From 1102650eda9d2bcdf2b2a571144dd85168cfdbe6 Mon Sep 17 00:00:00 2001
From: Ali Taghibakhshi <ataghibakhsh@login-eos01.eos.clusters.nvidia.com>
Date: Mon, 8 Jul 2024 09:32:14 -0700
Subject: [PATCH 1/9] add mamba

---
 .../conf/fine_tuning/mamba/sft.yaml           | 237 ++++++++++++++++++
 launcher_scripts/nemo_launcher/core/stages.py |   3 +
 2 files changed, 240 insertions(+)
 create mode 100644 launcher_scripts/conf/fine_tuning/mamba/sft.yaml

diff --git a/launcher_scripts/conf/fine_tuning/mamba/sft.yaml b/launcher_scripts/conf/fine_tuning/mamba/sft.yaml
new file mode 100644
index 000000000..30cdbf1f9
--- /dev/null
+++ b/launcher_scripts/conf/fine_tuning/mamba/sft.yaml
@@ -0,0 +1,237 @@
+run:
+  name: sft_mamba
+  results_dir: ${base_results_dir}/${fine_tuning.run.name}
+  time_limit: "00:45:00"
+  dependency: "singleton"

Data entries
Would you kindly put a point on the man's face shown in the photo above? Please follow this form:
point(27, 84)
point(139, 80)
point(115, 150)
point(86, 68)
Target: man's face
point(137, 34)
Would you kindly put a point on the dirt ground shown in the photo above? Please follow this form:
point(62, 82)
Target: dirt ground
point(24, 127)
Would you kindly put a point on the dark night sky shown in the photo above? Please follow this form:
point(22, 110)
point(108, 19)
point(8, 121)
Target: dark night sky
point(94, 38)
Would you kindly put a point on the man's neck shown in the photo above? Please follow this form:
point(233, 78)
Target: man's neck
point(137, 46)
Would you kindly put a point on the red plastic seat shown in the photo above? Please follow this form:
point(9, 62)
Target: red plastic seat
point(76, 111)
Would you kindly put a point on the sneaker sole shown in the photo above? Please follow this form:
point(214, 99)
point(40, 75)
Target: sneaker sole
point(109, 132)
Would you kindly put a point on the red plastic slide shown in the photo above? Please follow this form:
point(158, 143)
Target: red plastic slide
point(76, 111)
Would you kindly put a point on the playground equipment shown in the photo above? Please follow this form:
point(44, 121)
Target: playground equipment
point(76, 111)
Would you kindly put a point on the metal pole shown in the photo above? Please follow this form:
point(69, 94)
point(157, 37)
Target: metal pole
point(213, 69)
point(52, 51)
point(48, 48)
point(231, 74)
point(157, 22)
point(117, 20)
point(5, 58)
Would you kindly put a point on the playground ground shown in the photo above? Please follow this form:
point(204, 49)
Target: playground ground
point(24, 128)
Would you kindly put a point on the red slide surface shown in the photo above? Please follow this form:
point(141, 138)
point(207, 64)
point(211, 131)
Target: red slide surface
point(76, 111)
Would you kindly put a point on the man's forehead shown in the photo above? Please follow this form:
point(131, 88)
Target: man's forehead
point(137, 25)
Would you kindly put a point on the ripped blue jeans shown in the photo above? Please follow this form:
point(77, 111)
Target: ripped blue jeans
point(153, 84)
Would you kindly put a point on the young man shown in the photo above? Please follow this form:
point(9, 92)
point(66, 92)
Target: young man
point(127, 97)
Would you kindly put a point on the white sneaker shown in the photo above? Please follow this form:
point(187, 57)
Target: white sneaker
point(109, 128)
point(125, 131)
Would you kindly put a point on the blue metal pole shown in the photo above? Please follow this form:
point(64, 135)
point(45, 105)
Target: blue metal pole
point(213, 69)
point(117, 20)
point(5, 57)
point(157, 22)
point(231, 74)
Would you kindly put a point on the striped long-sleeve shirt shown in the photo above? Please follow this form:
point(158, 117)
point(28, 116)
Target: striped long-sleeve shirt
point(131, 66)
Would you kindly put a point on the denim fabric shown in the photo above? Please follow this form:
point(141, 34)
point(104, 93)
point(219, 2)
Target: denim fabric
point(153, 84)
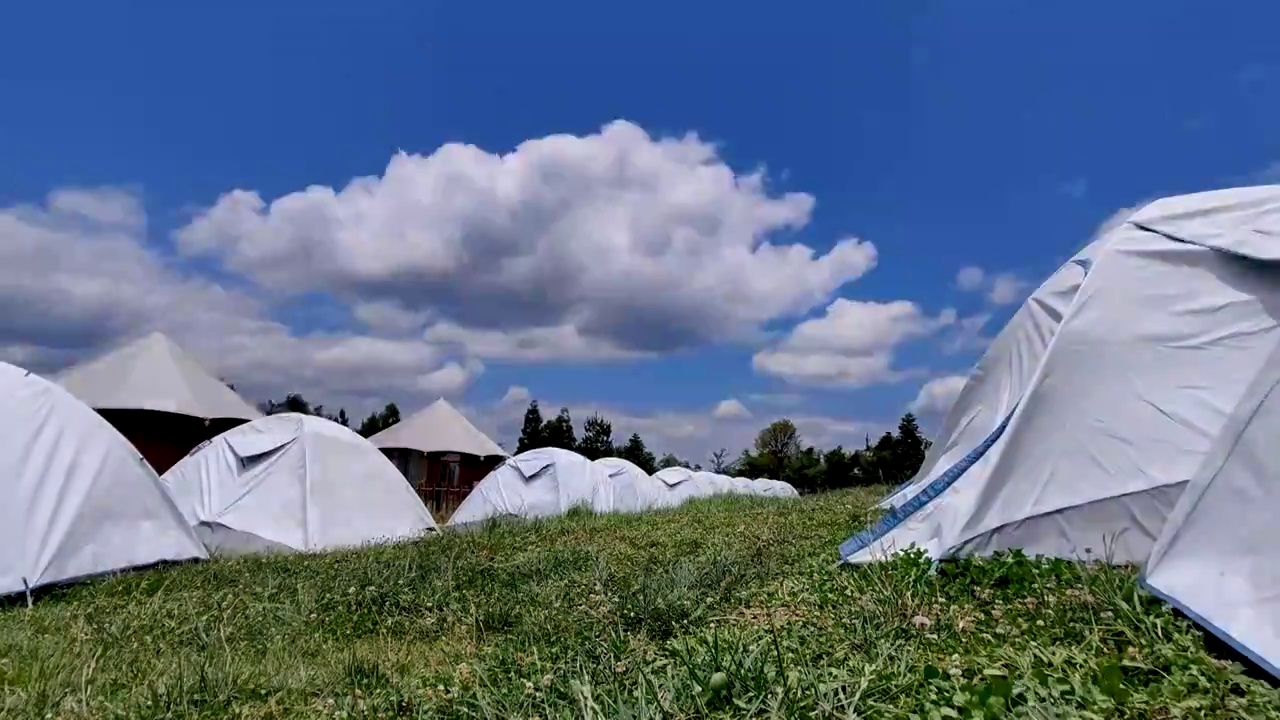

Request 1
Copy the part of the patch that begins with the words "From 1102650eda9d2bcdf2b2a571144dd85168cfdbe6 Mon" and ends after the words "changed, 240 insertions(+)".
Request 2
List every setting nested under "run:" in the patch.

Solution 1
From 1102650eda9d2bcdf2b2a571144dd85168cfdbe6 Mon Sep 17 00:00:00 2001
From: Ali Taghibakhshi <ataghibakhsh@login-eos01.eos.clusters.nvidia.com>
Date: Mon, 8 Jul 2024 09:32:14 -0700
Subject: [PATCH 1/9] add mamba

---
 .../conf/fine_tuning/mamba/sft.yaml           | 237 ++++++++++++++++++
 launcher_scripts/nemo_launcher/core/stages.py |   3 +
 2 files changed, 240 insertions(+)

Solution 2
name, results_dir, time_limit, dependency